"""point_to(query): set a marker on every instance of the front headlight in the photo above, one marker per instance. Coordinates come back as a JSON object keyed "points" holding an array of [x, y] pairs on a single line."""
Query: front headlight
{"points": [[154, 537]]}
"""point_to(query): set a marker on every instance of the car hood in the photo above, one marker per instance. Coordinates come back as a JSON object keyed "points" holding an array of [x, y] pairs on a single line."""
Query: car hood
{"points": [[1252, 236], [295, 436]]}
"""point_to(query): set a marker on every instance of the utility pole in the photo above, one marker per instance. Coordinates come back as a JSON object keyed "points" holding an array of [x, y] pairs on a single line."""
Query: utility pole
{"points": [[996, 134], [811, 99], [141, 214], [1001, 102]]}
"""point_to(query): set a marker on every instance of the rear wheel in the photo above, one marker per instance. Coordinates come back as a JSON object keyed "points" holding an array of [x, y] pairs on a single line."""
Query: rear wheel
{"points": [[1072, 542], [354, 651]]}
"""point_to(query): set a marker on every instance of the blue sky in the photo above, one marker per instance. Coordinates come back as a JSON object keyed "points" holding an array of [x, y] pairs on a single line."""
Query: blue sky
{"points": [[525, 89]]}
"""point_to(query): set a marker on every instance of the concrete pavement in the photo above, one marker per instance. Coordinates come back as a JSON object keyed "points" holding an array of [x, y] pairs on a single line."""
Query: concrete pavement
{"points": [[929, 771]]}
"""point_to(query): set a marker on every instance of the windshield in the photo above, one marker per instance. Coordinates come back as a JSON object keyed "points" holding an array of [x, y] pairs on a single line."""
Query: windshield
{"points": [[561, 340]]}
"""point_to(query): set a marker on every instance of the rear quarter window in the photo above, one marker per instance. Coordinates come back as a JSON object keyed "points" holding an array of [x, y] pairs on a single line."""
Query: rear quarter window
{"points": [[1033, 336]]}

══════════════════════════════

▶ _What you need to do_
Present every line above as a Markdown table with the columns Row and Line text. Skip any blank lines.

▶ _Exercise solution_
| Row | Line text |
|---|---|
| 1 | """point_to(query): set a marker on every instance of the front headlight in the photo above, one marker per instance. Coordinates come back as a JSON object keyed "points" holding an array of [x, y] pairs on a single line.""" |
| 2 | Query: front headlight |
| 3 | {"points": [[154, 537]]} |
| 4 | """point_to(query): set a marker on every instance of the car hood in the photo above, one marker per instance. Coordinates come back as a JSON object keyed "points" holding an array of [x, y] pairs on a single line.""" |
| 5 | Query: car hood |
| 6 | {"points": [[1252, 236], [295, 436]]} |
| 7 | """point_to(query): set a marker on every instance of the utility pole in the photo above, one marker per instance. Coordinates come back as a JSON object keyed "points" holding an array of [x, y] pairs on a single line.""" |
| 8 | Query: utility pole |
| 9 | {"points": [[996, 134], [811, 99], [141, 214], [1001, 102]]} |
| 10 | """point_to(query): set a marker on every instance of the rear wheel in the photo above, one marker per instance. Coordinates come back as a JSON object keyed "points" holding an array of [x, y] pairs on a single line.""" |
| 11 | Query: rear wheel |
| 12 | {"points": [[1072, 542], [354, 651]]} |
| 13 | """point_to(query): set a marker on every instance of the blue sky in the photo above, one marker per instance. Coordinates come back as a JSON object keyed "points" holding an array of [x, y] pairs on a single line.""" |
| 14 | Query: blue sky |
| 15 | {"points": [[525, 89]]} |
| 16 | """point_to(query): set a marker on every instance of the concrete pavement in the photo above, one marker per instance. Coordinates come back as a JSON object keyed "points" holding an array of [x, y] pairs on a single line.""" |
| 17 | Query: concrete pavement |
| 18 | {"points": [[929, 771]]} |
| 19 | """point_to(query): set a marker on every instance of the windshield in the photo above, one marker per instance. Coordinates come back as a JSON object keyed "points" holding an array of [x, y] pairs on a single line.""" |
| 20 | Query: windshield |
| 21 | {"points": [[561, 340]]} |
| 22 | """point_to(query): set a marker on every instance of the rear quarter window in the photo above, one marker per instance. Coordinates come back as a JSON object keyed "points" holding an array of [x, y] pairs on a single line.""" |
| 23 | Query: rear quarter window |
| 24 | {"points": [[1033, 336]]} |